Problem statement: Look at each line below and tally those holding "every"; answer with that figure and nothing else.

======== Exercise materials ========

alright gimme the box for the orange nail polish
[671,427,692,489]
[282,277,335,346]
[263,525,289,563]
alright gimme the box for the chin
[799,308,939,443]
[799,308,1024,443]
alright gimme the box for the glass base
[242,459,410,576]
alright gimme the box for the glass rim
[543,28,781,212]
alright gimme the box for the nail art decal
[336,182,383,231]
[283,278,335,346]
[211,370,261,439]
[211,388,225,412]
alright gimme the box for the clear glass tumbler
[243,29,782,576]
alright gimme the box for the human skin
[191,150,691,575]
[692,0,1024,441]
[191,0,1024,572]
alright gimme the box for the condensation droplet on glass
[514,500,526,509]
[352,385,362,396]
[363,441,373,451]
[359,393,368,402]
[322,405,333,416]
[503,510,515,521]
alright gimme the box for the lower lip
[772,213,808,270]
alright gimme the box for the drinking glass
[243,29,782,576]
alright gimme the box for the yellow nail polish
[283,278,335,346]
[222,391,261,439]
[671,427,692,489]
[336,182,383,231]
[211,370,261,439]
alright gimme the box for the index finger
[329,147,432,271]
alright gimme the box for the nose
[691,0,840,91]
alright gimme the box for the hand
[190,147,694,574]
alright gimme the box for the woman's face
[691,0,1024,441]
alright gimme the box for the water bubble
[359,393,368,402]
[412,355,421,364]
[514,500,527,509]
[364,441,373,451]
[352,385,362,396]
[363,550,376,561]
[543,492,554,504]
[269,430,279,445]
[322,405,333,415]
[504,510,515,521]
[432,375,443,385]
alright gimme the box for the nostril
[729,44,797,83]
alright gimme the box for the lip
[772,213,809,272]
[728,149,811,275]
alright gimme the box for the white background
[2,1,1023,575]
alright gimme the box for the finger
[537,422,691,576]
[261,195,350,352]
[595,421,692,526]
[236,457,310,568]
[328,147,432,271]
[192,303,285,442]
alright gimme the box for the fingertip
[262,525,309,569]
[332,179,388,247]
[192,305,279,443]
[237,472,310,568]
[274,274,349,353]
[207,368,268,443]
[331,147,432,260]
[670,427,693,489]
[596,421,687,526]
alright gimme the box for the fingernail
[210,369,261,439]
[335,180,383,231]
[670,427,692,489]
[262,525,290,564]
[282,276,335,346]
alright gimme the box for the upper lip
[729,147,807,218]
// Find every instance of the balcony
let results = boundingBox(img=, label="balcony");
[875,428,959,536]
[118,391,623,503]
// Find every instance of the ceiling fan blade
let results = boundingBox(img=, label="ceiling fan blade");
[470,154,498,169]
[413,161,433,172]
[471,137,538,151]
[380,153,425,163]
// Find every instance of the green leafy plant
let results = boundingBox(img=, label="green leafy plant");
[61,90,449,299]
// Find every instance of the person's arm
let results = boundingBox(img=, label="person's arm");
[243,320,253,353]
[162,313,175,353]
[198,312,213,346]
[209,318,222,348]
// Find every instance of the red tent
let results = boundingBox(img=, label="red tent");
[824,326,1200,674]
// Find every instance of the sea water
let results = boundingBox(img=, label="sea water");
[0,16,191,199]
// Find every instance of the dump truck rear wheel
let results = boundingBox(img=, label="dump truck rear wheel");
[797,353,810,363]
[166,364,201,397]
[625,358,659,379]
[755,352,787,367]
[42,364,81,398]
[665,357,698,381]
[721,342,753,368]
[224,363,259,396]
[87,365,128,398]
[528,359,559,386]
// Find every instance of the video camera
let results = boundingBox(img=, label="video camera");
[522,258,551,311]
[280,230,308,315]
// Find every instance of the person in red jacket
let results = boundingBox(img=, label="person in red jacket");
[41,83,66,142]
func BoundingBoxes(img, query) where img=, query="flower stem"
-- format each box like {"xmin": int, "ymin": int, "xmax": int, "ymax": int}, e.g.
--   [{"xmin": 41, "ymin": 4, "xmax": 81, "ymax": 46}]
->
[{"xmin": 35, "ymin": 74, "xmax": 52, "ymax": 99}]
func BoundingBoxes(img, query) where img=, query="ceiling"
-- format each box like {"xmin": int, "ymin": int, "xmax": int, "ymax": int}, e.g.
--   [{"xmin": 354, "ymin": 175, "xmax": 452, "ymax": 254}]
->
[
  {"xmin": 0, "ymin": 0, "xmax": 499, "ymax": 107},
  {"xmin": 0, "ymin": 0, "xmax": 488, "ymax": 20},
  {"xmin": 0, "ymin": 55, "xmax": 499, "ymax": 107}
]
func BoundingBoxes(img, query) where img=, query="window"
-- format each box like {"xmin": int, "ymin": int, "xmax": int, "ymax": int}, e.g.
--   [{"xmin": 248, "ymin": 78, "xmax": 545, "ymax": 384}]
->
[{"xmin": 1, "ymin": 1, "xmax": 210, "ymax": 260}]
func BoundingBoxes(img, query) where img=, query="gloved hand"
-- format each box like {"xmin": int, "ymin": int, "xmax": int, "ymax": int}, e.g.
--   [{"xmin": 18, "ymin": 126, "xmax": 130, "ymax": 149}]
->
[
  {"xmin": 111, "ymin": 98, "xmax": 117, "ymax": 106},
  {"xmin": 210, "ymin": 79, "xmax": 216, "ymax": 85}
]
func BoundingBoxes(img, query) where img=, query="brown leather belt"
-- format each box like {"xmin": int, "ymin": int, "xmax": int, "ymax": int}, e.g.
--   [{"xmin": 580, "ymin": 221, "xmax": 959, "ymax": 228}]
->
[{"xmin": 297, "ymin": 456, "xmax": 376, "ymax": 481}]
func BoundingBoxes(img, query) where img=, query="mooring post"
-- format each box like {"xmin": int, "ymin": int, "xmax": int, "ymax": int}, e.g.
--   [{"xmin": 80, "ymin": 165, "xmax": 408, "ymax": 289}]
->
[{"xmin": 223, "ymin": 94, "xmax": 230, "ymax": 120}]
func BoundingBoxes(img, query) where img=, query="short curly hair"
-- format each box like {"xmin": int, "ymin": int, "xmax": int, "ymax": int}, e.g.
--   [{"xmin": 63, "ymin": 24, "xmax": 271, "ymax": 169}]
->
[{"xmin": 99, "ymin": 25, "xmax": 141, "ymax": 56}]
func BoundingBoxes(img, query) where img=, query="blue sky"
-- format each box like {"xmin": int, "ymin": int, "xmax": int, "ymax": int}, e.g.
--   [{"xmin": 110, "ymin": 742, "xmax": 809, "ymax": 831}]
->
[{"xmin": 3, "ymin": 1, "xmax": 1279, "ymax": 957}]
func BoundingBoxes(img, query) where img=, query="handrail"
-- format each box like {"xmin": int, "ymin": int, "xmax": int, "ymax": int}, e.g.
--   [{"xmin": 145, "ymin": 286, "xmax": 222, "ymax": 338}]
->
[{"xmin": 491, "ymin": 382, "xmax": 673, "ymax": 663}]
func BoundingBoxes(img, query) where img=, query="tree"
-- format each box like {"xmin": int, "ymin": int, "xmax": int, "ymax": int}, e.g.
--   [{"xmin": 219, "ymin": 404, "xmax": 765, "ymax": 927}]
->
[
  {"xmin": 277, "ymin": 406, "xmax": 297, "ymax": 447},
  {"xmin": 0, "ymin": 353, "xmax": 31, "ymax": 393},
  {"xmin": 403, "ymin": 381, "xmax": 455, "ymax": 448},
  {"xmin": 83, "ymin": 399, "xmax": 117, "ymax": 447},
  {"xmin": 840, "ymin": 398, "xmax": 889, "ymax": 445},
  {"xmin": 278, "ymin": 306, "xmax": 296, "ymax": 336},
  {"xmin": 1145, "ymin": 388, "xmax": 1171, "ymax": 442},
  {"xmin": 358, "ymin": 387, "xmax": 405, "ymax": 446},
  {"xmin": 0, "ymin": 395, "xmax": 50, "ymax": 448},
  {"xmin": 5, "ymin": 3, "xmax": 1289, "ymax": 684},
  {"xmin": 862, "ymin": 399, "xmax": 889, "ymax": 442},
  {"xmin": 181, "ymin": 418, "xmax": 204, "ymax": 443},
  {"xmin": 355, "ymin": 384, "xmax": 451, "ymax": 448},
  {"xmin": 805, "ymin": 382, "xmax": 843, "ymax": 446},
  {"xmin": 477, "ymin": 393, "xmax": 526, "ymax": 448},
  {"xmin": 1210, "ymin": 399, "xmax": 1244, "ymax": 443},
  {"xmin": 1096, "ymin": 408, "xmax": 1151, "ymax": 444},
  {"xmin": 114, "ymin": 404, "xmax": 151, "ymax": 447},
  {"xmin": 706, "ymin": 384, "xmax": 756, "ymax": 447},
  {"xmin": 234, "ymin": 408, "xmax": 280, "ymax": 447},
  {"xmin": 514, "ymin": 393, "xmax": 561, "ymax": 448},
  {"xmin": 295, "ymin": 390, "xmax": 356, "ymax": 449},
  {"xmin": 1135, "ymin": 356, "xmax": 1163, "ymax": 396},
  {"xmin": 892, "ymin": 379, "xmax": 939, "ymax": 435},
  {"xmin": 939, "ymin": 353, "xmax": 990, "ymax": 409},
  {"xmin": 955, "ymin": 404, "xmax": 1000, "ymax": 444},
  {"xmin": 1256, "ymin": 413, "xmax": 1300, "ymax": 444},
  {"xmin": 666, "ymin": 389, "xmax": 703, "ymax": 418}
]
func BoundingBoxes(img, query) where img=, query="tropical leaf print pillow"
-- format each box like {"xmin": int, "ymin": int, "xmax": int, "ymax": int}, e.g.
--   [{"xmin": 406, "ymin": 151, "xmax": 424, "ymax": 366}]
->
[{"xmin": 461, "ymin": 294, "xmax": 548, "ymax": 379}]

========

Answer: 9